Consigne: Reproduisez à l'identique le passage de l'entretien ci-dessous sur le Parti socialiste, depuis « P.N.B : C'est » jusqu'à « dans le parti. » inclus.

Extrait du document:
# # # # # # #
P.N.B : C'est un mouvement de balancier. Quand on regarde sur le terrain, le vote PS a été très abimé par le quinquennat de François Hollande. Il a été compliqué pour les socialistes de faire campagne en assumant ses décisions. Le Parti Socialiste a donc entrepris une alliance avec La France Insoumise et les Communistes pour la NUPES en 2022. Cela a permis de ré-ancrer le PS sur sa gauche, revendiquer par Olivier Faure, son premier secrétaire. Donc le PS à retrouver une forme de crédibilité, même si cela a créé du débat dans le parti.

 

X.G. - RVA : Et en s'alliant à nouveau avec LFI, avec le Nouveau Front Populaire...

P.N.B : D'autant qu'avec le NFP, il y a un élément en plus par rapport à 2022, c'est le contexte immédiat de la progression de l'extrême-droite. Raisonnablement, on ne pouvait pas imaginer le Parti Socialiste refuser de prendre parti à ce mouvement général. Parce que l'objectif, avant de former un gouvernement, c'est de limiter la progression du RN et maximiser le nombre de députés à gauche.

 

X.G. - RVA : Sur quoi porte votre thèse ?

P.N.B : Ma thèse porte sur l'évolution idéologique du Parti Socialiste de 1971 à 2017. Je l'analyse à partir de ce que j'appelle "la question immigré". C'est-à-dire la façon dont le PS a réagi à la politisation, à la foi de l'immigration et de ce qui relève de la diversité culturelle de la société. Notamment les questions religieuses ou liées à l'expression des particularismes culturelle. Cela m'a pris 5 ans pour recouper 50 ans de vie politique.
# # # # # # #
Bloc de données:
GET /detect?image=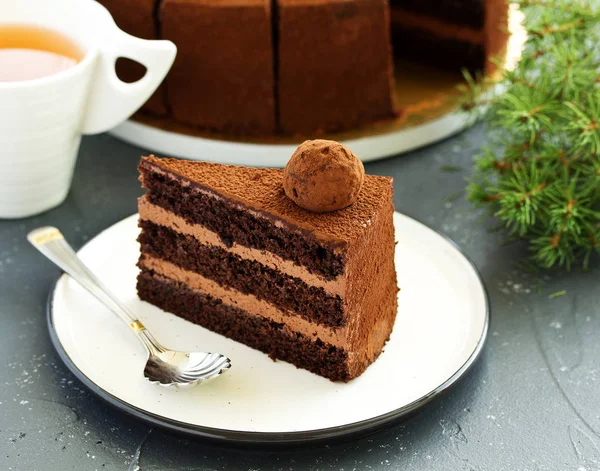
# # # # # # #
Résultat:
P.N.B : C'est un mouvement de balancier. Quand on regarde sur le terrain, le vote PS a été très abimé par le quinquennat de François Hollande. Il a été compliqué pour les socialistes de faire campagne en assumant ses décisions. Le Parti Socialiste a donc entrepris une alliance avec La France Insoumise et les Communistes pour la NUPES en 2022. Cela a permis de ré-ancrer le PS sur sa gauche, revendiquer par Olivier Faure, son premier secrétaire. Donc le PS à retrouver une forme de crédibilité, même si cela a créé du débat dans le parti.